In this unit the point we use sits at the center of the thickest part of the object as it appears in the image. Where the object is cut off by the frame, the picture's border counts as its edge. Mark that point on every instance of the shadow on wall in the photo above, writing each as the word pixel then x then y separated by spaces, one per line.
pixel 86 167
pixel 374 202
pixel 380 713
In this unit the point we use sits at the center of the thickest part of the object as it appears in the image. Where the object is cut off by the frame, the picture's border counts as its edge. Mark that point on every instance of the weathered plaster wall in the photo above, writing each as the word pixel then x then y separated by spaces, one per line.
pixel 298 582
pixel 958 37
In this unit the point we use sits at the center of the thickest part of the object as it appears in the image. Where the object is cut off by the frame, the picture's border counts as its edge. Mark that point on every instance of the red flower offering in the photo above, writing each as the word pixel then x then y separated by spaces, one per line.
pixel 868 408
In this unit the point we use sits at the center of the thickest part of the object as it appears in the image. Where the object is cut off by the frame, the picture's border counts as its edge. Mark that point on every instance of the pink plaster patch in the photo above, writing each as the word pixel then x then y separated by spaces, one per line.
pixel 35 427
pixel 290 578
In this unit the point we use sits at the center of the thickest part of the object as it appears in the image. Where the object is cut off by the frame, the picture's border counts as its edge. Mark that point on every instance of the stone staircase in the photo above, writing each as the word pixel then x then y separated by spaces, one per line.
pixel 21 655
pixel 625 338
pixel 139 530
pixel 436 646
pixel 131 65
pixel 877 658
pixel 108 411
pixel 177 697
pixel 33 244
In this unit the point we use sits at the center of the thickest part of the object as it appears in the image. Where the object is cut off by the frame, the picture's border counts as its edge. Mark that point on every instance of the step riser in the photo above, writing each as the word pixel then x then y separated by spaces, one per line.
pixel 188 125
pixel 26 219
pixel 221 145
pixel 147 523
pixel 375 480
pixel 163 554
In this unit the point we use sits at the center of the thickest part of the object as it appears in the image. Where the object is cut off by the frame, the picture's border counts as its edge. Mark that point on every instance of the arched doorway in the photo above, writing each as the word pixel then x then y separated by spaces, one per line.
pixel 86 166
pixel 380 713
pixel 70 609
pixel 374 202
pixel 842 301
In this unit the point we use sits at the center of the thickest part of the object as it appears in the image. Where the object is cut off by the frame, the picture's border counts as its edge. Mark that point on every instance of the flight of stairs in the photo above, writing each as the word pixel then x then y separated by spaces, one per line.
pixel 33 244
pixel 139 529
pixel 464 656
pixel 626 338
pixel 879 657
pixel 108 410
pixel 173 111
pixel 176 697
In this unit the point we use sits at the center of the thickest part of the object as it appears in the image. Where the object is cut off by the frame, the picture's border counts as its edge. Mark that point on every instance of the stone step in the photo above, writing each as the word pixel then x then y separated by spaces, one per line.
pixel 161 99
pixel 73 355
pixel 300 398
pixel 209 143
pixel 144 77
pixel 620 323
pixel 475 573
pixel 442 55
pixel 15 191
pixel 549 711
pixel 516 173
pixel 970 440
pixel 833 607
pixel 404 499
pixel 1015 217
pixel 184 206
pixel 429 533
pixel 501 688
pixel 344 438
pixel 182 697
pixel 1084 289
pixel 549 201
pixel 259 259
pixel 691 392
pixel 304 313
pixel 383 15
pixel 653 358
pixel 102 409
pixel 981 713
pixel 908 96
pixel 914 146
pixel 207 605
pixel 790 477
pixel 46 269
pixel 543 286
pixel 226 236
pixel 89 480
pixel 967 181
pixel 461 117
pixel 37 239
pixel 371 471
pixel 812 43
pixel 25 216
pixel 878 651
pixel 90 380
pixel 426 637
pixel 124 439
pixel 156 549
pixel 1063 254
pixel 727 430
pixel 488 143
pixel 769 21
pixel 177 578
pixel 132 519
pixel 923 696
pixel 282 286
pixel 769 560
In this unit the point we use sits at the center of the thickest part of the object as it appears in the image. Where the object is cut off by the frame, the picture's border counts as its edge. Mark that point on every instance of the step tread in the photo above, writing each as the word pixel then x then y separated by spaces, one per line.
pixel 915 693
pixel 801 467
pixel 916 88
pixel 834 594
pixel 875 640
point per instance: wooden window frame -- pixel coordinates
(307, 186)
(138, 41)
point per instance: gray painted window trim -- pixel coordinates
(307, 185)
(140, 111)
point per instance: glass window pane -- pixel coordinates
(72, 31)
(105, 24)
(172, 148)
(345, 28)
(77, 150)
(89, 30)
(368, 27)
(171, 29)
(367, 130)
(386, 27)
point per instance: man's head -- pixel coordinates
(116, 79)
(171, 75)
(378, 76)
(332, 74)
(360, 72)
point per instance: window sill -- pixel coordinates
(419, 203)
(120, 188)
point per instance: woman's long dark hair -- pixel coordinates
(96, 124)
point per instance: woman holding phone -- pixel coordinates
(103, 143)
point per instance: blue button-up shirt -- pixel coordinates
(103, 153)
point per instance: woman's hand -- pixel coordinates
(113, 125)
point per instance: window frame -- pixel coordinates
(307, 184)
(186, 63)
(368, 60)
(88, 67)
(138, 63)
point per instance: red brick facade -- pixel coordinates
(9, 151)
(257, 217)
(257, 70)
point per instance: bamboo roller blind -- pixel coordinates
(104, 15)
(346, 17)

━━━━━━━━━━

## [Work instructions]
Each line from the one containing "point per instance: woman holding" through the end of the material should be restated word for word; leave out every line before it.

## [Response to this exercise]
point per instance: woman holding phone -- pixel coordinates
(103, 143)
point per instance: blue button-up shirt -- pixel coordinates
(103, 153)
point per instance: woman's hand -- pixel coordinates
(113, 125)
point per instance: window frame -- pixel coordinates
(307, 184)
(186, 63)
(368, 60)
(88, 67)
(138, 63)
point per instance: red brick facade -- pixel coordinates
(9, 151)
(257, 217)
(257, 70)
point per instance: bamboo roller blind -- pixel coordinates
(104, 15)
(346, 17)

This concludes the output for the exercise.